◆ **What you should do**
Begin at the top of the records below and print each line exactly until the line containing "243L284 253L305 251L304" has been printed; any pictures are to be left out.

◆ **Stored data entries**
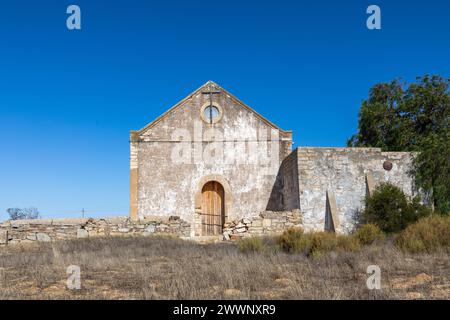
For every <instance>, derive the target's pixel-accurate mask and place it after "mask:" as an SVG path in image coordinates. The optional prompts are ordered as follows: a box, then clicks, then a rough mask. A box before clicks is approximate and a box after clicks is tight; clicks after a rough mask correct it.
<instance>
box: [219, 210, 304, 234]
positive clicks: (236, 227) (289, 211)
mask: <svg viewBox="0 0 450 320" xmlns="http://www.w3.org/2000/svg"><path fill="white" fill-rule="evenodd" d="M299 227H303V226H302V220H301V215H300V210H298V209H294V210H292V211H280V212H274V211H264V212H262V213H261V214H260V215H258V216H256V217H251V218H243V219H239V220H233V221H230V222H227V223H226V224H225V228H224V232H223V238H224V240H238V239H241V238H243V237H250V236H270V235H277V234H281V233H283V231H285V230H287V229H289V228H299Z"/></svg>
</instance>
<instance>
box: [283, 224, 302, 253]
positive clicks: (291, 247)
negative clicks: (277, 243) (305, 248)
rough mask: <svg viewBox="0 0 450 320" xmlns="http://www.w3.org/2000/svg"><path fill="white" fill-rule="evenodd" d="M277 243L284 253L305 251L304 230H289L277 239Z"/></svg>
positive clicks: (298, 229)
mask: <svg viewBox="0 0 450 320" xmlns="http://www.w3.org/2000/svg"><path fill="white" fill-rule="evenodd" d="M277 243H278V245H279V246H280V248H281V249H282V250H283V251H286V252H298V251H300V250H302V249H304V243H303V229H301V228H289V229H287V230H286V231H284V232H283V234H282V235H281V236H280V237H279V238H278V239H277Z"/></svg>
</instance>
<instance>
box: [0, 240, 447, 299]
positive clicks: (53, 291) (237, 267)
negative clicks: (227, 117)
mask: <svg viewBox="0 0 450 320" xmlns="http://www.w3.org/2000/svg"><path fill="white" fill-rule="evenodd" d="M266 242H267V246H266V248H265V250H263V251H262V252H257V253H241V252H240V251H239V250H238V248H237V246H236V245H235V244H234V243H215V244H198V243H194V242H191V241H183V240H179V239H174V238H167V237H148V238H92V239H80V240H71V241H67V242H57V243H41V244H36V245H27V246H7V247H1V248H0V288H1V290H0V299H450V257H449V255H448V254H447V253H444V252H442V253H435V254H416V255H413V254H406V253H403V252H401V251H399V250H398V249H396V248H395V247H394V246H393V245H392V244H390V243H389V242H385V243H383V244H381V245H380V244H378V245H373V246H369V247H364V248H363V249H362V250H361V251H357V252H331V253H328V254H325V255H323V256H319V257H314V258H312V257H306V256H304V255H302V254H286V253H283V252H280V250H279V249H277V247H276V245H275V244H274V243H271V242H270V240H267V241H266ZM71 265H76V266H79V267H80V281H81V289H79V290H70V289H68V288H67V279H68V277H69V276H70V274H67V267H68V266H71ZM369 265H377V266H379V267H380V270H381V289H380V290H376V289H375V290H369V289H368V288H367V285H366V281H367V278H368V277H369V276H370V275H369V274H367V273H366V271H367V267H368V266H369Z"/></svg>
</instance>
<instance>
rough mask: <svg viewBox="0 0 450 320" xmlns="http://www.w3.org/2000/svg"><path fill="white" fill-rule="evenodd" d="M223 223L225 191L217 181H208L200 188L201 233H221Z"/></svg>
mask: <svg viewBox="0 0 450 320" xmlns="http://www.w3.org/2000/svg"><path fill="white" fill-rule="evenodd" d="M224 223H225V192H224V190H223V187H222V185H221V184H220V183H219V182H217V181H209V182H207V183H206V184H205V185H204V186H203V188H202V235H203V236H213V235H219V234H221V233H222V229H223V224H224Z"/></svg>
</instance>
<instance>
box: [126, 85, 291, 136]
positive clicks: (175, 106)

◆ **Problem solution**
For every <instance>, derive the target's pixel-accurate mask and place it after "mask:" as an SVG path in image coordinates. The optional prompts are ordered as follows: a box, then clicks, then a rough mask. A box before clicks is approximate and a box after clicks is tight; clicks after a rough mask correct it.
<instance>
box: [219, 210, 304, 234]
positive clicks: (236, 227) (289, 211)
mask: <svg viewBox="0 0 450 320" xmlns="http://www.w3.org/2000/svg"><path fill="white" fill-rule="evenodd" d="M299 227H303V226H302V220H301V215H300V210H298V209H294V210H292V211H280V212H274V211H264V212H262V213H261V214H260V215H258V216H256V217H251V218H243V219H239V220H233V221H230V222H227V223H226V224H225V228H224V232H223V238H224V240H238V239H241V238H243V237H250V236H270V235H277V234H281V233H283V231H285V230H287V229H289V228H299Z"/></svg>
</instance>
<instance>
box: [283, 224, 302, 253]
positive clicks: (291, 247)
negative clicks: (277, 243) (305, 248)
rough mask: <svg viewBox="0 0 450 320" xmlns="http://www.w3.org/2000/svg"><path fill="white" fill-rule="evenodd" d="M277 243L284 253L305 251L304 230H289L277 239Z"/></svg>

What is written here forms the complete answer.